→ **Exercise prompt**
From the listing below, output only the lines starting at the line that has "on the bare" and ending at the line that has "on the basketball", exactly as they appear, ends included.

→ **Records shown**
↓↓↓

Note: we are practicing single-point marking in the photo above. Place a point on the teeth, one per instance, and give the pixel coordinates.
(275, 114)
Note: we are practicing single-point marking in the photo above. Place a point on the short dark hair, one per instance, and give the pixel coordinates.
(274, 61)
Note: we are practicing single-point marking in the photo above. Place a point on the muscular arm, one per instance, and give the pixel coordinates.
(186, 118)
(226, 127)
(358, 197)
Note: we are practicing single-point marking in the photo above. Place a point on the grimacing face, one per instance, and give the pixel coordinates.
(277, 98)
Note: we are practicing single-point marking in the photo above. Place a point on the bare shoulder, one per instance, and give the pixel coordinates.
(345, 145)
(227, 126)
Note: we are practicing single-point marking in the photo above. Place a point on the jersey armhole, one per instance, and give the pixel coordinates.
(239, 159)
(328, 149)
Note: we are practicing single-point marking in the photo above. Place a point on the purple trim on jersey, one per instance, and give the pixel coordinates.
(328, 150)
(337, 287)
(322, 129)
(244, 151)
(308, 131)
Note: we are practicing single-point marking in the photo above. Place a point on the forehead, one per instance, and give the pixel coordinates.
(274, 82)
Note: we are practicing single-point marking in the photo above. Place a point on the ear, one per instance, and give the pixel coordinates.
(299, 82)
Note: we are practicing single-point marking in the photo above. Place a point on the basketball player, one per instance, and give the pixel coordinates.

↑↑↑
↓↓↓

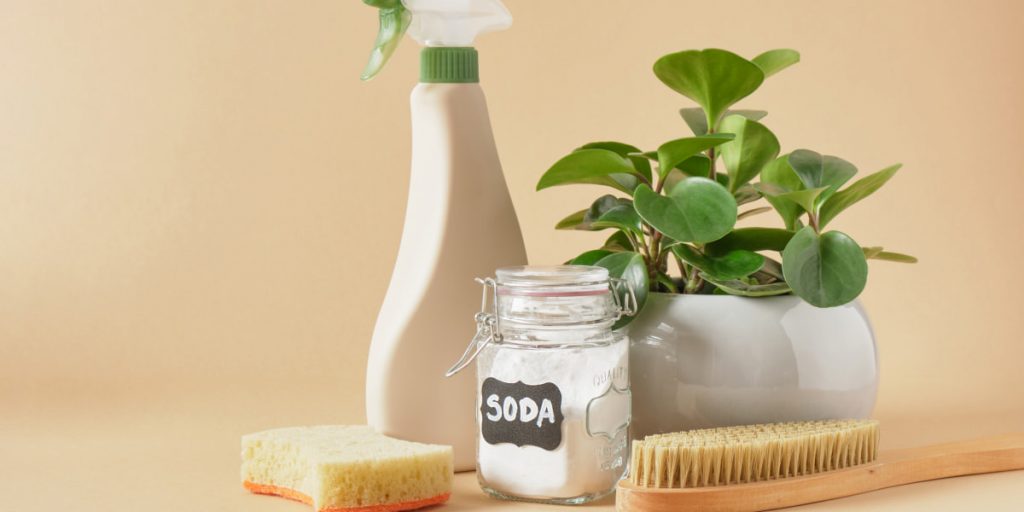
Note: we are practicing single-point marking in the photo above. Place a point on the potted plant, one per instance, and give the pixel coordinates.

↑↑↑

→ **Problem solution**
Note: we are practicing single-point marking in the photo above. Place a point on the bare shoulder, one per instance, and give the pixel coordinates.
(345, 145)
(227, 126)
Note: we are practicing single-point marking in the photo above. Place a point on the jersey armhole, one per instance, and give the pixel coordinates.
(239, 159)
(328, 149)
Note: we are practicing single-point marking in the photo above. Place a point on the purple trim on jersey, one per instance, and give the pixel coordinates.
(328, 150)
(337, 287)
(322, 129)
(244, 151)
(308, 131)
Note: we are practicing single-point marking in the photo above. Place a point on the forehead, one per instance, and give the pixel coordinates.
(274, 82)
Note: we are practicing single-point marking in the photo above. Place a point on the ear, one per instance, and give the pixel coordinates.
(299, 82)
Note: we are practicing single-point marking in the photo above. Place a point on the basketball player, one per instance, and give the pixel coordinates.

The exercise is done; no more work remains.